A toxic substance is any chemical or mixture that may be harmful if swallowed, inhaled or absorbed through a child’s skin. Each day, 300 American children end up in the emergency room because they ate or drank something toxic, according to the Centers for Disease Control and Prevention (CDC). Statistically, about two of those children will die as a result of the toxic ingestion.
At Children’s Medical Center, we’re committed to kids’ safety. We have Injury Prevention Specialists available to help teach parents about potentially dangerous substances in the home. If parents are able to keep those items away from their children, they’re able to keep their children out of the emergency room.
Children are naturally curious. Certain plants, wild mushrooms and berries can be enticing for kids to eat. Also, many common household products come in brightly colored packaging that a child may not be able to discern from candy or other treats. Toxic substances include
- Cleaning supplies such as laundry detergents, oven and toilet bowl cleaners and furniture polish
- Cosmetics, including nail polishes and perfumes
- Deodorant and soap
- Lead (commonly used in paints prior to 1978)
- Medications (account for 40 percent of poisonings in children aged 5 and under)
- Paints and paint thinner
- Plants (both household and outdoor, including poinsettias and tumbleweed)
- Wild berries (from certain plants such as black nightshade and pokeberry)

______

Task requirements »
a) Rewrite the paragraph of the toxic substances text that begins "A toxic substance is any chemical" as a short bulleted list.
b) According to the toxic substances text, what share of poisonings in children aged 5 and under are caused by medications?
c) Write a continuation of the text on toxic substances in the home, starting after its final list item.

______

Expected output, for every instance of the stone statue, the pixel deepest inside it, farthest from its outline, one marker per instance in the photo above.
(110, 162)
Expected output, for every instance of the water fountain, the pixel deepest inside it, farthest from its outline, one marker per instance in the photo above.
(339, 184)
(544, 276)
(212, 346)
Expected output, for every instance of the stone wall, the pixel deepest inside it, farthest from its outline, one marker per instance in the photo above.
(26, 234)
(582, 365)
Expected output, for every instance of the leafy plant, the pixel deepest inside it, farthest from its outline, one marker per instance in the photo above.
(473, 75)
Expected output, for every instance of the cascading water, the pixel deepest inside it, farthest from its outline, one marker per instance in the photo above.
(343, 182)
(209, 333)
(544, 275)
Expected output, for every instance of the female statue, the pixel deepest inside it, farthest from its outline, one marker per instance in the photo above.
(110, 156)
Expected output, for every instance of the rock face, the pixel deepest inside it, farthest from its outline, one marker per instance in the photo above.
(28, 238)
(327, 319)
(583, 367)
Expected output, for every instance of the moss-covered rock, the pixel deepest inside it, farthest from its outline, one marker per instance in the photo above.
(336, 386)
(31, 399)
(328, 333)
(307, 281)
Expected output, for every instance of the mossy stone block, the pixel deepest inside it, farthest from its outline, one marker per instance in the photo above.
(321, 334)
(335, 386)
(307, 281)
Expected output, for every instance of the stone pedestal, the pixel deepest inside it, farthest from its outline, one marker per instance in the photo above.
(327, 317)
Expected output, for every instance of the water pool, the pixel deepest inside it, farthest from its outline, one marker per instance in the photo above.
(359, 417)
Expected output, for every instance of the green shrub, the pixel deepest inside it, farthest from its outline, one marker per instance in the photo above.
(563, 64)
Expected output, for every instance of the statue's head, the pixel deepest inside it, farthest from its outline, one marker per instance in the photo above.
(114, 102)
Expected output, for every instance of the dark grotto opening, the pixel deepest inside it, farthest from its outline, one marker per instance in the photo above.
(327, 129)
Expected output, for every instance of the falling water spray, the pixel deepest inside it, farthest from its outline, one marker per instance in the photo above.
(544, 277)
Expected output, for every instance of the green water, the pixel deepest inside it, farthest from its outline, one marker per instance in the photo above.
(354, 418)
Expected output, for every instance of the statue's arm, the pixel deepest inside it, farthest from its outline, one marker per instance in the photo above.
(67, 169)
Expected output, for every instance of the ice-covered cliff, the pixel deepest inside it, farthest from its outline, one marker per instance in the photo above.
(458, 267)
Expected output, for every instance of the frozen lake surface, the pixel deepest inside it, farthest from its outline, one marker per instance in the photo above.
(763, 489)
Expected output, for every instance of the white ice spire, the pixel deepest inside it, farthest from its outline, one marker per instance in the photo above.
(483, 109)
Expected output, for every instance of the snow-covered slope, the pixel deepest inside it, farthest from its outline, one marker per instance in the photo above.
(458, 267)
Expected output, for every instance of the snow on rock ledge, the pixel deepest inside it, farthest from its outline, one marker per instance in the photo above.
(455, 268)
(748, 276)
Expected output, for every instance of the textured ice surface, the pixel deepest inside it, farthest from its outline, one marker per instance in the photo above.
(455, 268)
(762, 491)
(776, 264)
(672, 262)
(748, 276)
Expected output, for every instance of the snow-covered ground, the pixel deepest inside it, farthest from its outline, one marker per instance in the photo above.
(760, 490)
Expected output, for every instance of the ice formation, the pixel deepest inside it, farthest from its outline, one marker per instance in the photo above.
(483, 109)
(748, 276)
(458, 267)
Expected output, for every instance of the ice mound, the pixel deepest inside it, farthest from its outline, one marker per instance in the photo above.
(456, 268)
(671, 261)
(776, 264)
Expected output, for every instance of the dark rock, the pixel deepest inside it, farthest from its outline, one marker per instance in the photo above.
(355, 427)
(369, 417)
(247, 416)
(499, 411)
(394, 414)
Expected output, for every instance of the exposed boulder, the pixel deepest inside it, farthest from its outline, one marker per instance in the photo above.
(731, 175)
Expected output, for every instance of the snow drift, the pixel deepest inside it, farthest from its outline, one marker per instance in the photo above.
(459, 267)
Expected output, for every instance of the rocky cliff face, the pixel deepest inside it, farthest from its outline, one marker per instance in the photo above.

______

Replies »
a)
- A toxic substance is any chemical or mixture that may harm a child if swallowed, inhaled or absorbed through the skin.
- According to the CDC, 300 American children go to the emergency room each day after eating or drinking something toxic.
- Statistically, about two of those children will die from the toxic ingestion.

b) 40 percent.

c)
- Wild mushrooms
Symptoms of toxic ingestion
Symptoms of toxic ingestion depend on the type of substance and how much of it the child consumed. Some children may not have any initial symptoms, while others may have varying degrees of the following:
- Nausea and Vomiting
- High blood pressure
- Low blood pressure
- Irregular heartbeat
If parents believe their child has ingested a toxic substance, they should call the nationwide Poison Control Center number at 800-222-1222 immediately. They should NOT wait for a child to look or act sick. Nurses, pharmacists and toxicologists are available to quickly answer parents’ questions and tell them what to do next.
Diagnosis for toxic ingestion begins with a physician asking the parents about any poisons the child may have come in contact with. Further diagnostics usually include a physical exam and screenings such as blood tests and urinalysis.
Treatment will depend on the type of toxin the child ingested. At Children's Medical Center, we follow a patient-centered model of treatment. By putting the patient first, we bring together all the hospital's resources to meet a child's needs. Critical care physicians work with nurses, respiratory care therapists and others to ensure the best and most innovative treatment is available for each child at a moment's notice.